Garrison information
- Garrison: 22 Aircraft Control and Warning Squadron

= RCAF Station Beaverbank =

RCAF Station Beaver Bank was a long-range Pinetree Line early warning radar station operated by the Royal Canadian Air Force, located in central Nova Scotia near the community of Beaver Bank. The site is now known as Beaver Bank Villa.

==Base history==
RCAF Station Beaver Bank is located approximately 40 km (25 mi) north of the municipality of Halifax. The station sat on 430 acres (1.7 km^{2}) with about a half a mile (800 m) separation between the domestic and the operations site; both sites being divided by the county line between Halifax County (domestic site) and Hants County (operations site).

The 22 Aircraft Control & Warning Squadron was the operational unit posted to the station, its colours having been created in 1953 and the unit made operational a year later in the fall of 1954. The radar unit itself was manually operated and reported to the Fredericton NORAD Sector at RCAF Station St. Margarets until September 1962 when this was changed to the Bangor NORAD Sector at Topsham AFS.

The 22 AC&W became SAGE-operational on January 1, 1964, however this capability did not last long as the station was closed and the squadron disbanded 4 months later on April 1, 1964, following a NORAD realignment and increasing focus being placed on the DEW Line. After the closure of the base, it had been used briefly as a cement factory.

Supplied entries>
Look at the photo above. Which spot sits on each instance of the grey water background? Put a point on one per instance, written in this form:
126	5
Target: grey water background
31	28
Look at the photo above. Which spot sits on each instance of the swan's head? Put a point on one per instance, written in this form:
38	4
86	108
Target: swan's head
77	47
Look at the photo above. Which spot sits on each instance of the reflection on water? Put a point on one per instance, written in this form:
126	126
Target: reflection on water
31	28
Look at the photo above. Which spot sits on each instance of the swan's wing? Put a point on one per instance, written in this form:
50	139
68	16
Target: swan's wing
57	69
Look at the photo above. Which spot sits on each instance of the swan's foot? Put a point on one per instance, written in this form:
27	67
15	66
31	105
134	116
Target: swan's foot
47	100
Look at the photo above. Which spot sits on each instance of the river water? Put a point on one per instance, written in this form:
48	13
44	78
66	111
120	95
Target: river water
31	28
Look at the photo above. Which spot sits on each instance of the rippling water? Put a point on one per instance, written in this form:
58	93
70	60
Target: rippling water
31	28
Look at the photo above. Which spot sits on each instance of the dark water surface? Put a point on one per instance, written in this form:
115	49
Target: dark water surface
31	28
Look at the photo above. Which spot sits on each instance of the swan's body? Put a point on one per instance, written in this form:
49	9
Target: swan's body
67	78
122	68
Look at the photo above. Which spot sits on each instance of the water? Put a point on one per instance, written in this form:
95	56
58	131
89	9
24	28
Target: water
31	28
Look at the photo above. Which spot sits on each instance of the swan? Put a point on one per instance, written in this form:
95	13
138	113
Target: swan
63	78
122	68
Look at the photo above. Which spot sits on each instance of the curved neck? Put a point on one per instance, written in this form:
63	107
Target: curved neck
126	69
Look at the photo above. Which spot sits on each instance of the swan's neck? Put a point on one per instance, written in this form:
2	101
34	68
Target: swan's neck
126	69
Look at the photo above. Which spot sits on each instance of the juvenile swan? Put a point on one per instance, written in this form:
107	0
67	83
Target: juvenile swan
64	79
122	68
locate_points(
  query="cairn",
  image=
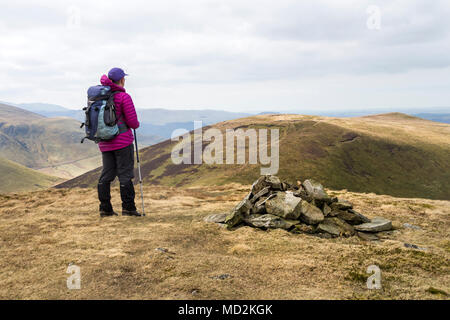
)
(304, 208)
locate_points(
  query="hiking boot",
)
(107, 214)
(133, 213)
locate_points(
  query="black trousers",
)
(117, 163)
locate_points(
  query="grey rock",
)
(335, 227)
(238, 213)
(341, 204)
(368, 236)
(269, 221)
(216, 217)
(284, 205)
(273, 182)
(315, 190)
(310, 214)
(326, 209)
(376, 225)
(363, 218)
(261, 193)
(352, 217)
(303, 228)
(410, 226)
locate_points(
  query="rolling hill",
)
(38, 142)
(393, 154)
(19, 178)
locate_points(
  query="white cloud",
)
(254, 55)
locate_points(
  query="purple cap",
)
(115, 74)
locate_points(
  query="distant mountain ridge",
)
(16, 177)
(35, 141)
(394, 154)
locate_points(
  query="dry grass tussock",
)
(42, 232)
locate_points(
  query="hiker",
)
(118, 153)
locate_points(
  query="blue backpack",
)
(101, 123)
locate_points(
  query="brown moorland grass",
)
(42, 232)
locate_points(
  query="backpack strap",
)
(123, 127)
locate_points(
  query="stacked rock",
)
(305, 208)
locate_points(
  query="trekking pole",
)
(139, 171)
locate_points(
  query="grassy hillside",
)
(393, 154)
(38, 142)
(16, 178)
(44, 232)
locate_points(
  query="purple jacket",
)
(125, 112)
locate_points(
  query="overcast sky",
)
(233, 55)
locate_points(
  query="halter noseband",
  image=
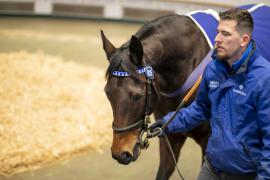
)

Task A>
Answer these questions from the RCAF Station Beaver Bank text, one per line:
(i) What is the site known as today?
(ii) How many acres did the station occupy?
(iii) On what date was the squadron disbanded?
Task B>
Continue the RCAF Station Beaver Bank text from its last sentence.

Task answer A>
(i) Beaver Bank Villa
(ii) 430 acres
(iii) April 1, 1964

Task answer B>
RCAF Station Beaver Bank occupied a unique location in proximity to Canada's largest Atlantic seaport and its biggest naval base, making it an important early warning radar during the manual environment of the 1950s. Since crewed bomber raids by the Soviet Union in the area were considered quite likely, it was felt that RCAF Station Beaver Bank fulfilled a critical role in the early days of Canada's and North America's air defence. The station was originally financed by the United States Air Force, although operational responsibility rested with the RCAF, until 1962 when the RCAF assumed financial responsibility as well.

==Beaver Bank Villa==
In the mid-70s the base was converted to a concrete plant. This was only used for a few years before the base was abandoned, then resold. The base headquarters were turned into a nursing home called Ivy Meadows which is run by the Rosecrest family. The retirement home still stands, though the surrounding area is abandoned and most of the other buildings were demolished in 2004.